TASK REQUIREMENTS →
Please reproduce the data in full, exactly as it stands.

══ SOURCE RECORDS ══

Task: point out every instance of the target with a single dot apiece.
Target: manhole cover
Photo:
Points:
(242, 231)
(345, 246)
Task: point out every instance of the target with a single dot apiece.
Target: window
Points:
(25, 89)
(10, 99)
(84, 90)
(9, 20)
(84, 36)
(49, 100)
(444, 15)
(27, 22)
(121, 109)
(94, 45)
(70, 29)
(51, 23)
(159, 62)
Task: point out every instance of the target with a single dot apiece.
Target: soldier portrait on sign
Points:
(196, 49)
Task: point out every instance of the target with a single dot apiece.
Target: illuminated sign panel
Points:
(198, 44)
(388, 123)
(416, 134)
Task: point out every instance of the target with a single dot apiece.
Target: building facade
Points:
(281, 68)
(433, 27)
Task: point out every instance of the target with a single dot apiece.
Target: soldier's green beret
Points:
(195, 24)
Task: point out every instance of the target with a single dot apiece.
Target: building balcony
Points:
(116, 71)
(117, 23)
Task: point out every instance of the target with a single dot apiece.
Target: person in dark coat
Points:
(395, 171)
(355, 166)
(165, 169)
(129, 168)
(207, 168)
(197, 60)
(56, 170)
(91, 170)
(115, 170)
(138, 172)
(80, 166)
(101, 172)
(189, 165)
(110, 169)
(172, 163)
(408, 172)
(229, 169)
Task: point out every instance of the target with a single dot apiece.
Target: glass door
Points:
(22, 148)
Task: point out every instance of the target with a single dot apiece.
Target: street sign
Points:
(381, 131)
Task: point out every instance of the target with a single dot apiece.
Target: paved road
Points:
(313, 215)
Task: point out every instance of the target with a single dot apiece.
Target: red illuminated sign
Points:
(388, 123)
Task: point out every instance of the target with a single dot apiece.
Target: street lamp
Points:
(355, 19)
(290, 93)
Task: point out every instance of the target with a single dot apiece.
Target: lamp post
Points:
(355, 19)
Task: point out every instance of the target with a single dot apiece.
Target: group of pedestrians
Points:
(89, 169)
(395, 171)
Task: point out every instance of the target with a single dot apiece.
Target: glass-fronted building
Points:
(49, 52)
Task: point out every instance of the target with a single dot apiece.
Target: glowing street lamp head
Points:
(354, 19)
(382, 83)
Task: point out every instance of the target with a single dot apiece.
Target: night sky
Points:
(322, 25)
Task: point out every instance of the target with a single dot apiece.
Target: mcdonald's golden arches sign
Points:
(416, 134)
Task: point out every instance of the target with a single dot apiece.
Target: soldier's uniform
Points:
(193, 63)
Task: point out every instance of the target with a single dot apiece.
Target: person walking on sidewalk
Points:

═══

TASK RESPONSE →
Task: point out every instance of the target with a single dot apiece.
Target: manhole cover
Photo:
Points:
(242, 231)
(345, 246)
Task: point out every instance of the target with a single dot apiece.
Target: window
Points:
(25, 89)
(10, 99)
(84, 90)
(9, 20)
(84, 36)
(49, 100)
(444, 15)
(27, 22)
(121, 109)
(94, 45)
(70, 29)
(51, 23)
(159, 62)
Task: point out every instance of the target with a single dot apiece.
Target: soldier portrait on sign
Points:
(196, 49)
Task: point out every instance of the target with a single dot apiece.
Target: illuminated sign panel
Points:
(198, 44)
(388, 123)
(416, 134)
Task: point out every instance of the target with a single dot apiece.
Target: building facade
Points:
(281, 68)
(433, 27)
Task: point out every instance of the target with a single dot apiece.
Target: soldier's green beret
Points:
(195, 24)
Task: point out every instance of the target with a single dot apiece.
Target: building balcony
Points:
(116, 71)
(117, 23)
Task: point out every instance of the target with a single dot apiece.
Target: person in dark coat
Points:
(395, 171)
(355, 166)
(165, 169)
(129, 168)
(207, 168)
(197, 60)
(56, 170)
(91, 170)
(115, 170)
(138, 172)
(80, 166)
(101, 172)
(189, 165)
(110, 169)
(172, 163)
(408, 172)
(229, 169)
Task: point out every instance of the target with a single dot apiece.
Target: glass door
Points:
(22, 148)
Task: point out every instance of the target with a single dot apiece.
Target: street sign
Points:
(381, 131)
Task: point out every instance of the target with a single dot apiece.
Target: paved road
Points:
(313, 215)
Task: point out every instance of the target with a single dot apiece.
Target: red illuminated sign
Points:
(388, 123)
Task: point out every instance of the target with a single dot apiece.
Target: street lamp
Points:
(355, 19)
(290, 93)
Task: point out every instance of the target with a single dot apiece.
Target: lamp post
Points:
(355, 19)
Task: point out every instance of the target with a single dot apiece.
Target: group of pedestrians
Points:
(89, 169)
(395, 171)
Task: point out every instance of the target with a single dot apiece.
Target: glass-fronted building
Points:
(49, 52)
Task: point out every instance of the target with a single dot apiece.
Target: glowing street lamp head
Points:
(354, 19)
(382, 83)
Task: point out every instance of the target with a single dot apiece.
Target: night sky
Points:
(322, 25)
Task: point out every instance of the target with a single dot apiece.
Target: mcdonald's golden arches sign
Points:
(416, 134)
Task: point out every instance of the target with a single dot apiece.
Target: soldier's uniform
Points:
(193, 63)
Task: point out every instance of the target with a single dot apiece.
Target: person walking on sidewalk
Points:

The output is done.